## [Problem requirements]
Reproduce the material below word for word, starting at the line that contains "Place one keypoint on each instance of the green stole" and ending with the final line of the material.

** Begin Stored data **

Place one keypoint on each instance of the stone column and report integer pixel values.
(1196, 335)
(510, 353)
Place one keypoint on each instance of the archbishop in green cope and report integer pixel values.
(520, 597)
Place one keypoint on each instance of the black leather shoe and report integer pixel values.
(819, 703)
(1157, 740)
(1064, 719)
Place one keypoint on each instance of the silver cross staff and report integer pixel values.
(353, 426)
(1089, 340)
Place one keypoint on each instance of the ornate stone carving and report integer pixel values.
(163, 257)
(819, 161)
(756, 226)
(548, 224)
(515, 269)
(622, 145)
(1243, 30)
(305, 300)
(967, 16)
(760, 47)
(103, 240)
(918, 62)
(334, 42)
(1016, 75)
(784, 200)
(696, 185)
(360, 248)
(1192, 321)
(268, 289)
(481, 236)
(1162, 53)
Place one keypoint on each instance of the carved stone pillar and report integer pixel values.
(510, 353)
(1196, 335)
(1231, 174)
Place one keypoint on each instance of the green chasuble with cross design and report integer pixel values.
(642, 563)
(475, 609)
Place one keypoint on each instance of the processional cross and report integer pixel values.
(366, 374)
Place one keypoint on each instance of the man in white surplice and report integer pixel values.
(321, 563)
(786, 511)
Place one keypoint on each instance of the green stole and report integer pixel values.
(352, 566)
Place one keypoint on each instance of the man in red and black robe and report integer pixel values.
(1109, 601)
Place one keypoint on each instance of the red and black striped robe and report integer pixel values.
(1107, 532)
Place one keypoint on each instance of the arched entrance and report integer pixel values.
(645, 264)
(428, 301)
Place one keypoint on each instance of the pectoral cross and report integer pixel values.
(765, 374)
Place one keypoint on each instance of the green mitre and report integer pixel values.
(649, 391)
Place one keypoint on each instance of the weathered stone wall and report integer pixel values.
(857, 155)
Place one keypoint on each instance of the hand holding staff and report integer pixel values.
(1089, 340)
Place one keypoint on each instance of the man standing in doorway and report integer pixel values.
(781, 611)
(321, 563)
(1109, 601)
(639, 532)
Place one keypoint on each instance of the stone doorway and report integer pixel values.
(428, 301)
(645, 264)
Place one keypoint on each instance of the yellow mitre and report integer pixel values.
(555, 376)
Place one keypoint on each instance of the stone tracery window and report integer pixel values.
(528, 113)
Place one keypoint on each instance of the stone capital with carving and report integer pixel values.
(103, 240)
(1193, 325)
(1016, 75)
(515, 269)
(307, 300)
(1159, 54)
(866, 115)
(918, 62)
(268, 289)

** End Stored data **

## [Written answer]
Place one keypoint on each instance of the green stole and report integer pixel values.
(352, 566)
Place one keypoint on each instance of the man in red and black robe and report integer pixel values.
(1109, 601)
Place one keypoint on each instance of the red and black striped robe and report integer pixel values.
(1107, 532)
Place one keypoint on each instance of the arched entrance and report integer pixel values.
(645, 264)
(428, 301)
Place one keypoint on each instance of the pectoral cross and report integer pixel values.
(765, 374)
Place one keypoint on each instance of the green mitre and report integer pixel values.
(649, 391)
Place one keypoint on each instance of the weathered stone wall and report integer pixel values.
(857, 155)
Place one keypoint on each instance of the hand holding staff and report integer pixel values.
(1089, 340)
Place one keypoint on each instance of the man standing in doorway and report integer pixel values.
(781, 611)
(321, 563)
(1109, 601)
(639, 532)
Place one keypoint on each instance of the stone doorway and report integer pixel values.
(428, 301)
(645, 264)
Place one keypoint on each instance of the yellow mitre and report integer pixel values.
(555, 376)
Place one keypoint on each instance of the stone tracery window and report integer pixel values.
(528, 113)
Place one keypoint on each instance of the stone capital with carving and report integer pixel values.
(103, 240)
(1193, 325)
(1016, 75)
(515, 269)
(307, 300)
(1159, 54)
(866, 115)
(918, 62)
(268, 289)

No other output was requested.